- What is expected: Print the passage on plastic nanostructures for solar cells word for word, in full.

Cheap and flexible tiny plastic devices hold the key to three times better efficiency of organic solar cells, according to scientists at Princeton.
The team led by Stephen Chou, an electrical engineer used metal and plastic sandwich-like nanostructure that collects light. The increase in efficiency was estimated to be 175%. Chou is certain that this technology will be equally successful when used in conventional inorganic solar collectors, although this part of the work is still ongoing.
The nanostructures capture all light that enters the sell, while at the same time they prevent it from escaping the cell. This is possible thanks to the so called subwavelength plasmonic cavity, or a “sandwich”. The results were striking- a solar cell which reflects 4 % and absorbs 96% of the light that enters. In addition, the efficiency was 52% higher than this of a conventional solar cell.
And this is not all- the above numbers are in the case of direct sunlight. If the solar cell is hit by sunlight at large angles, as it is on a cloudy day, the efficiency reaches 175% higher values.

- Provided data:
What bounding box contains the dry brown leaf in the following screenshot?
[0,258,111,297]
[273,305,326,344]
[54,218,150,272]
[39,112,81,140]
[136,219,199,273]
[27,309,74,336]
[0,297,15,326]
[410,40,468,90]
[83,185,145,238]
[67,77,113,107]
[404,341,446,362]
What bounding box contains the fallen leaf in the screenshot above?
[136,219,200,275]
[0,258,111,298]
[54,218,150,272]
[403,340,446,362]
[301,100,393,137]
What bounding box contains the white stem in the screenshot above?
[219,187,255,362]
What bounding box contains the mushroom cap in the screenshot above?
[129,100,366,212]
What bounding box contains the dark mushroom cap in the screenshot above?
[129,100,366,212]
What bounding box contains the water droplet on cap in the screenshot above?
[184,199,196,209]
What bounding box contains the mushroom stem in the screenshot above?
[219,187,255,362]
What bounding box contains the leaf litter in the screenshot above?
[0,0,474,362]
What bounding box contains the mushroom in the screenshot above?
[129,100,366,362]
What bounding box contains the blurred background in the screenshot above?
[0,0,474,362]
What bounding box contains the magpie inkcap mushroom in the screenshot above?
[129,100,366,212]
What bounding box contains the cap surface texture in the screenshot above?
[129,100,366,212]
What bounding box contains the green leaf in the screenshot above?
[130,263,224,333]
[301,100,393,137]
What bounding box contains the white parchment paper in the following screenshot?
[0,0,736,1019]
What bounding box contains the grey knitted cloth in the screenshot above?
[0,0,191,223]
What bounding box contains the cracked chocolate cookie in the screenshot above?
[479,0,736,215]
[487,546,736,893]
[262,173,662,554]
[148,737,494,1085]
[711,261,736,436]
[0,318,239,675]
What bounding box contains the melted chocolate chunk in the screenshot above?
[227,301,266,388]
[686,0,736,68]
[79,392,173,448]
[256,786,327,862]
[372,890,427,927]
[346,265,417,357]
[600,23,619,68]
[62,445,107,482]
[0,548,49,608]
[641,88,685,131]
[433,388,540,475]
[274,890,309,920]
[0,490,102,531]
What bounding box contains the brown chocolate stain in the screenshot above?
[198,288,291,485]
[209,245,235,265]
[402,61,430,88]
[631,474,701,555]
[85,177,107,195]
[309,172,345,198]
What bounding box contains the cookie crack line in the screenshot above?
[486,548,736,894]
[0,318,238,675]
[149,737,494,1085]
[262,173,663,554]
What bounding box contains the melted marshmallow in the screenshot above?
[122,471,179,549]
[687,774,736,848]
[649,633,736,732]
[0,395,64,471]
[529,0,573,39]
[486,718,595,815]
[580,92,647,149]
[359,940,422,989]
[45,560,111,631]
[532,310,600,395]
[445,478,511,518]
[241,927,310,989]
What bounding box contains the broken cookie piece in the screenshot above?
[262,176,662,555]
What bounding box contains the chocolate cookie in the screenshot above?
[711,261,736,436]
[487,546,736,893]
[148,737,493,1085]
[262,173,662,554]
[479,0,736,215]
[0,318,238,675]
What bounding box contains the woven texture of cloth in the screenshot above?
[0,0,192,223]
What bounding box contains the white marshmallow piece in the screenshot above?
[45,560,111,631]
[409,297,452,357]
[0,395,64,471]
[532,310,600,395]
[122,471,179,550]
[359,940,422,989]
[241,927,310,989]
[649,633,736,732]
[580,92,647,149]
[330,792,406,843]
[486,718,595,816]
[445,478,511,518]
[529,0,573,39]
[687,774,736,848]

- Exercise output:
Cheap and flexible tiny plastic devices hold the key to three times better efficiency of organic solar cells, according to scientists at Princeton.
The team led by Stephen Chou, an electrical engineer used metal and plastic sandwich-like nanostructure that collects light. The increase in efficiency was estimated to be 175%. Chou is certain that this technology will be equally successful when used in conventional inorganic solar collectors, although this part of the work is still ongoing.
The nanostructures capture all light that enters the sell, while at the same time they prevent it from escaping the cell. This is possible thanks to the so called subwavelength plasmonic cavity, or a “sandwich”. The results were striking- a solar cell which reflects 4 % and absorbs 96% of the light that enters. In addition, the efficiency was 52% higher than this of a conventional solar cell.
And this is not all- the above numbers are in the case of direct sunlight. If the solar cell is hit by sunlight at large angles, as it is on a cloudy day, the efficiency reaches 175% higher values.